INSTRUCTIONS TO FOLLOW:
Pull out every line in the rows below that contains the word "horse", and copy each of those lines in full.

DATA PROVIDED:
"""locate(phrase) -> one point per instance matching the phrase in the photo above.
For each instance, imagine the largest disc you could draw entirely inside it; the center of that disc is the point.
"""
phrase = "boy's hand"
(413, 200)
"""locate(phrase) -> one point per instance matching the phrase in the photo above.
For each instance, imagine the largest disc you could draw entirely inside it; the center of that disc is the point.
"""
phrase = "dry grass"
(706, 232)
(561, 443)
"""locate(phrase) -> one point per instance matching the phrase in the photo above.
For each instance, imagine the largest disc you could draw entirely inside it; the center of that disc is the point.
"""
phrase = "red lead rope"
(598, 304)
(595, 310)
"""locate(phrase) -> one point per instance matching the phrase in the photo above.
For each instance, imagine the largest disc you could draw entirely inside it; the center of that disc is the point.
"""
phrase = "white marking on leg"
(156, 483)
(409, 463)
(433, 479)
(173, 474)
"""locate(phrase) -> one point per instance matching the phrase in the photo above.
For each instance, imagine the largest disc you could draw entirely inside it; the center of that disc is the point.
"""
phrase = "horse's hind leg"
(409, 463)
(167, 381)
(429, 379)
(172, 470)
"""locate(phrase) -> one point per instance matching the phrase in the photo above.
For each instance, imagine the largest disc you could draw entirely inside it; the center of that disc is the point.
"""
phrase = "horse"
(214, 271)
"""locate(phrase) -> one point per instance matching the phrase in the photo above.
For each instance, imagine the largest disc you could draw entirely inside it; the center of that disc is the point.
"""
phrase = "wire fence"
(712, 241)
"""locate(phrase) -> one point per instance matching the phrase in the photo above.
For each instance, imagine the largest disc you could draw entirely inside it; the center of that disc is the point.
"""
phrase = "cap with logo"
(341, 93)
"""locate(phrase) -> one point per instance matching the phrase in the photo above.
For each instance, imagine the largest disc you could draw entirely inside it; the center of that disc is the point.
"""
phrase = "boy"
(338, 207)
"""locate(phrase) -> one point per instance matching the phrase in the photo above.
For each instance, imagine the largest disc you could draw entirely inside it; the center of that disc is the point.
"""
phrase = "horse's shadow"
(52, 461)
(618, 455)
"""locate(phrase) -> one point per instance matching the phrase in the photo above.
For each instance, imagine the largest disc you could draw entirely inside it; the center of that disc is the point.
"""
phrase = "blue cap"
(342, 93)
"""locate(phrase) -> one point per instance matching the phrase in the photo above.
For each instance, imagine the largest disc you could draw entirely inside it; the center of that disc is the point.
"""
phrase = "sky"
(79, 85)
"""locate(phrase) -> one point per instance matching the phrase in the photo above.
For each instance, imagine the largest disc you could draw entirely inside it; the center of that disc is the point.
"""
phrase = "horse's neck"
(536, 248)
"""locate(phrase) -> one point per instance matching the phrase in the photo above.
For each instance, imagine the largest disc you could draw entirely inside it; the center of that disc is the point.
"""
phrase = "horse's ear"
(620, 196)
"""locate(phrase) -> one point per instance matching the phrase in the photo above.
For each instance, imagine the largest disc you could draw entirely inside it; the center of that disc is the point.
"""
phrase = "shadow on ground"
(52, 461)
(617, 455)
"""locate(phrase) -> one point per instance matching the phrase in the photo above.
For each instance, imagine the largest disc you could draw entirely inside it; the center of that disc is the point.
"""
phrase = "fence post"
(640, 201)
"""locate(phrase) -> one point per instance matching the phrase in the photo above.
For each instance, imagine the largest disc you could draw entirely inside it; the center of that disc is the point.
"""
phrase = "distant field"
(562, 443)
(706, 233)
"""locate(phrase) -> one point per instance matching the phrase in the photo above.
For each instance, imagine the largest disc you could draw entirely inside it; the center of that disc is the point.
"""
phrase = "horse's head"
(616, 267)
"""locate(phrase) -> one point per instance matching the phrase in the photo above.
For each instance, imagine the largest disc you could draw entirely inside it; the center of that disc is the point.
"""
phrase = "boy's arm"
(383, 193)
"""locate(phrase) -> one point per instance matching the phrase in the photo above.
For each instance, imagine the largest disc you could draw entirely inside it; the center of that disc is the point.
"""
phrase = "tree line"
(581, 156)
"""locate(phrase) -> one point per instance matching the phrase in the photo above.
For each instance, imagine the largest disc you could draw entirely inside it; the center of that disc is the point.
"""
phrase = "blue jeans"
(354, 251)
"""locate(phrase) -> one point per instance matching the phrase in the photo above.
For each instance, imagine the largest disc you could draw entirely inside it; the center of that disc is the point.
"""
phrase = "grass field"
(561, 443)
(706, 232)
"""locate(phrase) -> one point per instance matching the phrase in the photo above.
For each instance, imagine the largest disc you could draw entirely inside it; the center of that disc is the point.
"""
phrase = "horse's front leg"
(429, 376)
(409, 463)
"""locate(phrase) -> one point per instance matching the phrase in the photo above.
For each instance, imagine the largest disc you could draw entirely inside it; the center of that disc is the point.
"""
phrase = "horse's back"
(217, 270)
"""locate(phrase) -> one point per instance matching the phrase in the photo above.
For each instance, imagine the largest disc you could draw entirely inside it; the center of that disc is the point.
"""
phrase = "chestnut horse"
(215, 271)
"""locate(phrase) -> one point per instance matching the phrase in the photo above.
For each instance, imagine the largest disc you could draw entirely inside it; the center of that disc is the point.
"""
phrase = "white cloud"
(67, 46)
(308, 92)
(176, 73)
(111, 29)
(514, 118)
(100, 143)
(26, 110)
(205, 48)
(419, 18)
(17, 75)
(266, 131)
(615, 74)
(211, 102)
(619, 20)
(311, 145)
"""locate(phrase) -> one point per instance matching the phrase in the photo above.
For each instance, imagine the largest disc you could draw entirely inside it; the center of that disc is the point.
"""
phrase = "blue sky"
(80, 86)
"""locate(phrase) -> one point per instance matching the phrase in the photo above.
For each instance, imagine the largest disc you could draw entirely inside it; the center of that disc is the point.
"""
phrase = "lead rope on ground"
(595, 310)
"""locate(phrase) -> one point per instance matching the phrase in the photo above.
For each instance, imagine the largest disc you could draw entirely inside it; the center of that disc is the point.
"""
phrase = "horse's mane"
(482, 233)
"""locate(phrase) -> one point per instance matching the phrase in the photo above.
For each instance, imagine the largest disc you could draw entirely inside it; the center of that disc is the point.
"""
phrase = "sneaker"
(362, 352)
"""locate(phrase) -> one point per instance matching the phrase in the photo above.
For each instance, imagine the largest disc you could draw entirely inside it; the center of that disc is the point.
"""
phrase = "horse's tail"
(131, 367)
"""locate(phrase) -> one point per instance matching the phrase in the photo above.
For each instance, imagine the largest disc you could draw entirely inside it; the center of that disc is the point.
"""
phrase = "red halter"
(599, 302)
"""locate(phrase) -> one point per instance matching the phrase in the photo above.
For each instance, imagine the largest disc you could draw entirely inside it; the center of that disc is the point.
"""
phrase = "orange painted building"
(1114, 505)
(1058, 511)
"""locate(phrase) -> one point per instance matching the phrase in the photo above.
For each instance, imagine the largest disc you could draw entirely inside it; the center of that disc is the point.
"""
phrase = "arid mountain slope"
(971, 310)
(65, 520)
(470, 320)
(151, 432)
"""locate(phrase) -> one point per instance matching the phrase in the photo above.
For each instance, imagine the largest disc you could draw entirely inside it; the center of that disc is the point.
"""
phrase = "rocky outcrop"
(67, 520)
* * *
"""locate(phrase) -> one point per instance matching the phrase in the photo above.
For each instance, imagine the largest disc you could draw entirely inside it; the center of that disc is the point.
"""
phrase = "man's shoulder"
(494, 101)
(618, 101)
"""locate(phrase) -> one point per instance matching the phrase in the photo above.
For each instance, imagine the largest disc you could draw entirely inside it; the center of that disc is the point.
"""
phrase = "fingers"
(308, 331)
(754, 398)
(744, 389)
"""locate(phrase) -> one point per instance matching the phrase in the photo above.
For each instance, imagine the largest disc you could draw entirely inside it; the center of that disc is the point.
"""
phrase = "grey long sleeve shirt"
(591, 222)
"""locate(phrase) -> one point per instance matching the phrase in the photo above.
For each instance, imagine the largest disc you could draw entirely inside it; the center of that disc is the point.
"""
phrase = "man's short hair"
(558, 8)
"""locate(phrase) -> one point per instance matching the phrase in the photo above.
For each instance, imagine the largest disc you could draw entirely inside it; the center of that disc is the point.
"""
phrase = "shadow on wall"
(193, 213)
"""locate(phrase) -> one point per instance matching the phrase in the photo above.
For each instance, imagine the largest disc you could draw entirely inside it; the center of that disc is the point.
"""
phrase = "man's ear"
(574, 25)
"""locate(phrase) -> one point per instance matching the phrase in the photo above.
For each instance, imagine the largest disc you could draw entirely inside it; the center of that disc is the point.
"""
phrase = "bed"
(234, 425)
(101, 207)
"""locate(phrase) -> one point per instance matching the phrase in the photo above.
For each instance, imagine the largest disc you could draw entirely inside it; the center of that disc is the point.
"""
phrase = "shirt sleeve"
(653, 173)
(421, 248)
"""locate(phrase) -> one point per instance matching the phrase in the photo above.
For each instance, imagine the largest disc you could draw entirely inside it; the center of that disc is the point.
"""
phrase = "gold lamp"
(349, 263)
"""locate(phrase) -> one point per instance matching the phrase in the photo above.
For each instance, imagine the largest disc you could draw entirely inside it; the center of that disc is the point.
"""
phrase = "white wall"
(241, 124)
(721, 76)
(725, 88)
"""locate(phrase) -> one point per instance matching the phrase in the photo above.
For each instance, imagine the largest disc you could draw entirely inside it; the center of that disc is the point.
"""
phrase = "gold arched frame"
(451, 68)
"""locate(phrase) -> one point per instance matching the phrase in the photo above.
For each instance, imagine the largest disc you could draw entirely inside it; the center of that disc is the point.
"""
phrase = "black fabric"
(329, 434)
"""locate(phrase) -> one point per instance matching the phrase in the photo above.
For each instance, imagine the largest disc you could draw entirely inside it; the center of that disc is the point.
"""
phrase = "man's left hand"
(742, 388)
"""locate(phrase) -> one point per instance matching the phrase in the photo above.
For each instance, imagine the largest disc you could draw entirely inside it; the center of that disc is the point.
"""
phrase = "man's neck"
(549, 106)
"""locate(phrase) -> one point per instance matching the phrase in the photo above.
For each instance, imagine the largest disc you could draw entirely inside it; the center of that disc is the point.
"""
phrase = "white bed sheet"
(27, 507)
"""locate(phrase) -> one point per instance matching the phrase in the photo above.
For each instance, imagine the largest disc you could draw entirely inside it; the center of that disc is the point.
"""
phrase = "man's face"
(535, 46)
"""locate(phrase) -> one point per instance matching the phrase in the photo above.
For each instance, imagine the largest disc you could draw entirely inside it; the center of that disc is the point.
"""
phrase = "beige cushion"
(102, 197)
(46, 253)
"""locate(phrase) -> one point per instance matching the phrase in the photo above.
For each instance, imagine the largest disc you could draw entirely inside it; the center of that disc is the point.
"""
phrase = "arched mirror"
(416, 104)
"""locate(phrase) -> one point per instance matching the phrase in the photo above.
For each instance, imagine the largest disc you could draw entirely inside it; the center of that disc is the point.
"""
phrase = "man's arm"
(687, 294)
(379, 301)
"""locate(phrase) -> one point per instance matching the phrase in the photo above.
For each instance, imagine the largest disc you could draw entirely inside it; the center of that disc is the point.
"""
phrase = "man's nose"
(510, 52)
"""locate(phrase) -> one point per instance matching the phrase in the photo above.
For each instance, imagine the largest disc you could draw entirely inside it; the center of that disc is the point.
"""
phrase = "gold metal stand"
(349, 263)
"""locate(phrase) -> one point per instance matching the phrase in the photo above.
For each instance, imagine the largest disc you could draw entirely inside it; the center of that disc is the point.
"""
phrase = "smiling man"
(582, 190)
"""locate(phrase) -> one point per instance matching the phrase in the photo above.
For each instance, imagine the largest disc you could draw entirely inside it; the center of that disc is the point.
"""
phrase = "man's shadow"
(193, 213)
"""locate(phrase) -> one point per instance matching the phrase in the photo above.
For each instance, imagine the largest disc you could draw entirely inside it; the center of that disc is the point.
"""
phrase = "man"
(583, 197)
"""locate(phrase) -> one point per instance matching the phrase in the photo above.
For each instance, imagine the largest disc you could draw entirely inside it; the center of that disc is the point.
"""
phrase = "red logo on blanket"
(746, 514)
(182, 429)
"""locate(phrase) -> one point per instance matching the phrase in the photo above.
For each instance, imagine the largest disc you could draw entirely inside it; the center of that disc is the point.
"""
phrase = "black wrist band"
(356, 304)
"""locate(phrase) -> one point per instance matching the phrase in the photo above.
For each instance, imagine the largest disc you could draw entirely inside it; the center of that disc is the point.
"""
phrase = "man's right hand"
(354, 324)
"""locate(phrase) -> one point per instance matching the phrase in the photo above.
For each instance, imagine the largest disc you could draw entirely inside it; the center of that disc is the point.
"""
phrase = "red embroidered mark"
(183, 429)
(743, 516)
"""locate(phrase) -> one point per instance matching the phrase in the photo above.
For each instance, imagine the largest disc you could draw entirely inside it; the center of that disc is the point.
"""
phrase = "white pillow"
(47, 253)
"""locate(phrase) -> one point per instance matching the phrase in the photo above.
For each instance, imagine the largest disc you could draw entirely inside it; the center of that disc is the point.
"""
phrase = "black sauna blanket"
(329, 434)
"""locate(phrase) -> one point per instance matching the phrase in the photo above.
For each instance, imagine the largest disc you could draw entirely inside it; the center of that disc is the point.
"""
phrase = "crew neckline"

RESPONSE TO THIS EXERCISE:
phrase = "horse's hind leg"
phrase = "horse"
phrase = "horse's shadow"
phrase = "horse's neck"
phrase = "horse's ear"
phrase = "horse's head"
phrase = "horse's front leg"
phrase = "horse's back"
phrase = "chestnut horse"
phrase = "horse's mane"
phrase = "horse's tail"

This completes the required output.